START EXCERPTED DATA
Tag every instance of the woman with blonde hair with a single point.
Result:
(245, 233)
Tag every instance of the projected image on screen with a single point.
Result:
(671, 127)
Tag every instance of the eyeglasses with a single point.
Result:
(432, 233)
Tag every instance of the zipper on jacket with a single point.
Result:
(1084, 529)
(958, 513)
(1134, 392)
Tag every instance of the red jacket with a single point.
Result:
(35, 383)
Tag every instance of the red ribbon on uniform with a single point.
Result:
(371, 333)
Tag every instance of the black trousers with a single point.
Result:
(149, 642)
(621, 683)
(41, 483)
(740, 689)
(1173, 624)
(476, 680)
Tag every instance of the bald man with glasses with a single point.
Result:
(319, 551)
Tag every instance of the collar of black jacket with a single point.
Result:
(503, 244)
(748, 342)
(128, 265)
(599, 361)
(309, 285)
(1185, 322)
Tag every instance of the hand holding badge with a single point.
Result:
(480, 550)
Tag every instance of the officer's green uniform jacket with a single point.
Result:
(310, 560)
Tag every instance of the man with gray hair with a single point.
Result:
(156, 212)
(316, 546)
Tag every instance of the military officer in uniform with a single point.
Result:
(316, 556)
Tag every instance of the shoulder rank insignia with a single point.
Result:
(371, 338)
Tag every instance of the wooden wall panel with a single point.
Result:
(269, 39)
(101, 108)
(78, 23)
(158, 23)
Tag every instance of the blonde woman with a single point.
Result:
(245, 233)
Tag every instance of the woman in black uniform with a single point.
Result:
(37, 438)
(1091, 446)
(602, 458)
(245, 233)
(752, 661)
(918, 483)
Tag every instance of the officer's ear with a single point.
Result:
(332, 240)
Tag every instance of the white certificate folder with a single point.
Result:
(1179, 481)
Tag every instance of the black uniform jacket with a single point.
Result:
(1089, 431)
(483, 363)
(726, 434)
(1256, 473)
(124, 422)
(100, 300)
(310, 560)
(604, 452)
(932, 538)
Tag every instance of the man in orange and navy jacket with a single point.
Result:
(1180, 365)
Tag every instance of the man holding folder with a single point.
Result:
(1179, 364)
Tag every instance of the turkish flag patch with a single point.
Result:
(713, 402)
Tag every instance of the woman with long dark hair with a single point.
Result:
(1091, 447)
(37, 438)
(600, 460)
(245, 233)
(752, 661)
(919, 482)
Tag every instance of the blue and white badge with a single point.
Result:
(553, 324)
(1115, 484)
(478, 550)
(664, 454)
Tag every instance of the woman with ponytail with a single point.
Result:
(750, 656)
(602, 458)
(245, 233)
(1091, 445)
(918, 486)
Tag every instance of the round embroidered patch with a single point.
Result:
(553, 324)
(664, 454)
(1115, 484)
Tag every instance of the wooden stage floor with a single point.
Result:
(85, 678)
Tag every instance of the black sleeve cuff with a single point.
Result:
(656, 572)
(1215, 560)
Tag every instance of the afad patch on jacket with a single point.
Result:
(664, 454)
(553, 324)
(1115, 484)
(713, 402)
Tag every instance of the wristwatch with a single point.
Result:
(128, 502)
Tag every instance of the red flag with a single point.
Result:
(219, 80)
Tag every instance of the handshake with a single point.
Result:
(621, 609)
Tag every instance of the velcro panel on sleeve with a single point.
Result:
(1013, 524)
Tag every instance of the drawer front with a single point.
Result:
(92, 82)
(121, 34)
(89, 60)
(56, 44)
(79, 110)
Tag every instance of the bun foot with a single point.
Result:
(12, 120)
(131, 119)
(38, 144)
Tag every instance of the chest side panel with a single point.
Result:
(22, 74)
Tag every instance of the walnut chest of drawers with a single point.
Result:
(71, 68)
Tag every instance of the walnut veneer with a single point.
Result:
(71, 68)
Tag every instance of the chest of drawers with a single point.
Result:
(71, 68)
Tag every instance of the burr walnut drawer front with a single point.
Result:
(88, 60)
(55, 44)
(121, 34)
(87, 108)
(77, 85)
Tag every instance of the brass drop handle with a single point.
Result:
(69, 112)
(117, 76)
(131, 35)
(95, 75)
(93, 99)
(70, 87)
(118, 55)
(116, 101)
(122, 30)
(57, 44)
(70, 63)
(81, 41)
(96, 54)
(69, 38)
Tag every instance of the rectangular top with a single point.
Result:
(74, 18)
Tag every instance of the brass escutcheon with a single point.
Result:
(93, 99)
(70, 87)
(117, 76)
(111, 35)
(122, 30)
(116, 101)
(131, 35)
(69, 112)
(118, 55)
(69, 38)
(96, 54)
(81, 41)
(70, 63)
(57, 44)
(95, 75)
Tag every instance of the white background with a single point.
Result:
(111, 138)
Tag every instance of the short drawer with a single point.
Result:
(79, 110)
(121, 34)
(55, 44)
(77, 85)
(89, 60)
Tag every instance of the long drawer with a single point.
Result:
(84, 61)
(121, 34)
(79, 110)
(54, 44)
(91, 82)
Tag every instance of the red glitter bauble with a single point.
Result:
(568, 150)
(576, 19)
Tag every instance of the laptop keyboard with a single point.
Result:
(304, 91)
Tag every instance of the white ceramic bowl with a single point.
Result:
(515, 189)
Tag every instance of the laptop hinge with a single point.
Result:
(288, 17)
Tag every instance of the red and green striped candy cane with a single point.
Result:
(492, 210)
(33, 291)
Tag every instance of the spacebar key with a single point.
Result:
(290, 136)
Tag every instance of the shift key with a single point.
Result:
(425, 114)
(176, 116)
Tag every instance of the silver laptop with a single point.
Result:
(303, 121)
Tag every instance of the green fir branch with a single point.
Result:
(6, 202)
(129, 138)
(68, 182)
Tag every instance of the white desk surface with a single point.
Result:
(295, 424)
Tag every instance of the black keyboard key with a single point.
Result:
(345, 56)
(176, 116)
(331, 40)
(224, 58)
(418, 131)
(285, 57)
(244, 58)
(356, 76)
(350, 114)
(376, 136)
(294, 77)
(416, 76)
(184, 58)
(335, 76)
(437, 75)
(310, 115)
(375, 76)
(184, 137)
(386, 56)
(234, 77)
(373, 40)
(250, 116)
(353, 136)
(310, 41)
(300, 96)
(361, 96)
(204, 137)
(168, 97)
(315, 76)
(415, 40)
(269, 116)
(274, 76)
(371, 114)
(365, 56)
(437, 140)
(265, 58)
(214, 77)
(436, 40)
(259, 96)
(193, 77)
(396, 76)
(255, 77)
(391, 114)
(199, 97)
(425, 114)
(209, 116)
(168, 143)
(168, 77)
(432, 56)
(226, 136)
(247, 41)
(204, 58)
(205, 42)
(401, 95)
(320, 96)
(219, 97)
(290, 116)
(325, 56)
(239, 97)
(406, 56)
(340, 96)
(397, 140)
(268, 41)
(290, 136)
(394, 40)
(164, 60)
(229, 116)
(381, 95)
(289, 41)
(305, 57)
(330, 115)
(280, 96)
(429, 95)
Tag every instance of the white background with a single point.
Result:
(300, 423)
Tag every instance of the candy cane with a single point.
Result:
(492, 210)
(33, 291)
END EXCERPTED DATA
§ GOAL OF THE EXERCISE
A word-for-word transcription of all the data is needed.

§ REPLY
Tag every instance of the woman with blonde hair with a single point.
Result:
(245, 233)
Tag every instance of the projected image on screen with a single point.
Result:
(671, 127)
Tag every instance of the eyeglasses with a single point.
Result:
(432, 233)
Tag every instance of the zipper on jacket with a single point.
Result:
(1084, 529)
(958, 513)
(1134, 392)
Tag every instance of the red jacket with a single point.
Result:
(35, 383)
Tag every instance of the red ribbon on uniform with a single point.
Result:
(371, 333)
Tag every instance of the black trousers with a single point.
Result:
(149, 642)
(621, 683)
(41, 483)
(740, 689)
(1173, 624)
(476, 680)
Tag every instance of the bald man with glasses with a single point.
Result:
(319, 551)
Tag every instance of the collar of black jacket with a single point.
Result:
(503, 244)
(748, 342)
(128, 265)
(599, 361)
(309, 285)
(1185, 322)
Tag every instance of the hand holding badge with a single point.
Result:
(480, 550)
Tag every instance of the officer's green uniform jacket with a single point.
Result:
(310, 560)
Tag every instance of the man with gray hair with a single point.
Result:
(156, 212)
(316, 546)
Tag every instance of the military officer in uniform with a single point.
Result:
(316, 556)
Tag every instance of the shoulder rank insignia with a single point.
Result:
(371, 338)
Tag every instance of the wooden wall panel with a single point.
Result:
(269, 39)
(101, 108)
(78, 23)
(158, 23)
Tag every instance of the blonde woman with a single point.
Result:
(245, 233)
Tag every instance of the woman in black uniform with a single point.
Result:
(37, 438)
(1091, 446)
(602, 458)
(245, 233)
(752, 661)
(918, 483)
Tag every instance of the officer's ear with a single point.
Result:
(332, 240)
Tag every instance of the white certificate folder with a single point.
Result:
(1179, 481)
Tag every instance of the black uniform jacket with a single point.
Result:
(1089, 431)
(483, 363)
(726, 434)
(1256, 473)
(124, 422)
(100, 300)
(310, 560)
(604, 452)
(932, 538)
Tag every instance of the man in orange and navy jacket with a single point.
Result:
(1180, 365)
Tag every instance of the man holding folder with a single point.
Result:
(1179, 364)
Tag every instance of the turkish flag patch with a single point.
Result:
(713, 402)
Tag every instance of the woman with long dark hair with a single point.
Result:
(1091, 447)
(37, 438)
(600, 460)
(245, 233)
(752, 661)
(919, 482)
Tag every instance of the blue and white badge with a single point.
Result:
(553, 324)
(1115, 484)
(478, 550)
(664, 454)
Tag every instance of the woman with ponytail with a single point.
Result:
(750, 656)
(602, 458)
(245, 233)
(1091, 445)
(918, 486)
Tag every instance of the round embroidered patch with a single point.
Result:
(553, 324)
(664, 454)
(1115, 484)
Tag every instance of the wooden stage floor with a single point.
Result:
(85, 678)
Tag every instance of the black sleeve cuff with a single point.
Result:
(656, 572)
(1215, 560)
Tag every instance of the afad patch on jacket with a single point.
Result:
(664, 454)
(553, 324)
(1115, 484)
(713, 402)
Tag every instance of the wristwatch with a single point.
Result:
(128, 502)
Tag every instance of the red flag with a single point.
Result:
(219, 80)
Tag every instance of the handshake with a single point.
Result:
(621, 609)
Tag every instance of the velcro panel on sleeve with a single point.
Result:
(1013, 524)
Tag every instance of the drawer front with a single point.
Result:
(92, 82)
(121, 34)
(89, 60)
(56, 44)
(79, 110)
Tag every instance of the bun foot with a single point.
Result:
(12, 120)
(131, 119)
(38, 144)
Tag every instance of the chest side panel with a single point.
Result:
(22, 74)
Tag every instance of the walnut chest of drawers with a single point.
Result:
(71, 68)
Tag every instance of the walnut veneer with a single point.
Result:
(71, 68)
Tag every instance of the chest of drawers with a single point.
Result:
(71, 68)
Tag every instance of the burr walnut drawer front with a single point.
Result:
(88, 60)
(55, 44)
(121, 34)
(87, 108)
(77, 85)
Tag every instance of the brass drop handle with a single point.
Result:
(69, 112)
(117, 76)
(131, 35)
(95, 75)
(93, 99)
(70, 87)
(118, 55)
(116, 101)
(122, 30)
(57, 44)
(70, 63)
(81, 41)
(96, 54)
(69, 38)
Tag every instance of the rectangular top with a single point.
Result:
(74, 18)
Tag every instance of the brass escutcheon with a single point.
Result:
(93, 99)
(70, 87)
(117, 76)
(111, 35)
(122, 30)
(116, 101)
(131, 35)
(69, 112)
(118, 55)
(69, 38)
(96, 54)
(81, 41)
(70, 63)
(57, 44)
(95, 75)
Tag every instance of the white background with a single point.
Result:
(111, 138)
Tag every instance of the short drawer with a single point.
Result:
(79, 110)
(121, 34)
(55, 44)
(77, 85)
(89, 60)
Tag every instance of the long drawer with a single point.
Result:
(84, 61)
(121, 34)
(79, 110)
(54, 44)
(91, 82)
Tag every instance of the red glitter bauble with a single point.
Result:
(568, 150)
(576, 19)
Tag every instance of the laptop keyboard with a single point.
Result:
(304, 91)
Tag every instance of the white ceramic bowl with a single point.
Result:
(515, 189)
Tag every instance of the laptop hinge with a single point.
Result:
(288, 17)
Tag every instance of the red and green striped candy cane with a single point.
Result:
(492, 210)
(33, 291)
Tag every instance of the spacebar key with a single point.
Result:
(290, 136)
Tag every instance of the shift key with a single point.
Result:
(425, 114)
(176, 116)
Tag every instance of the silver laptop with a single point.
Result:
(303, 121)
Tag every instance of the green fir branch with a single point.
Result:
(6, 202)
(129, 138)
(68, 182)
Tag every instance of the white desk surface with a single point.
Result:
(295, 424)
Tag every instance of the black keyboard key with a single point.
Result:
(345, 56)
(176, 116)
(331, 40)
(224, 58)
(418, 131)
(285, 57)
(244, 58)
(356, 76)
(350, 114)
(376, 136)
(294, 77)
(416, 76)
(184, 58)
(335, 76)
(437, 75)
(310, 115)
(375, 76)
(184, 137)
(386, 56)
(234, 77)
(373, 40)
(250, 116)
(353, 136)
(310, 41)
(300, 96)
(361, 96)
(204, 137)
(168, 97)
(315, 76)
(415, 40)
(269, 116)
(274, 76)
(371, 114)
(365, 56)
(437, 140)
(265, 58)
(214, 77)
(436, 40)
(259, 96)
(193, 77)
(396, 76)
(255, 77)
(391, 114)
(199, 97)
(425, 114)
(209, 116)
(168, 143)
(168, 77)
(432, 56)
(226, 136)
(247, 41)
(204, 58)
(205, 42)
(401, 95)
(320, 96)
(219, 97)
(290, 116)
(325, 56)
(239, 97)
(406, 56)
(340, 96)
(397, 140)
(268, 41)
(290, 136)
(394, 40)
(164, 60)
(229, 116)
(381, 95)
(289, 41)
(305, 57)
(330, 115)
(280, 96)
(429, 95)
Tag every instance of the white background with a single point.
Result:
(300, 423)
Tag every instance of the candy cane with a single point.
Result:
(492, 210)
(33, 291)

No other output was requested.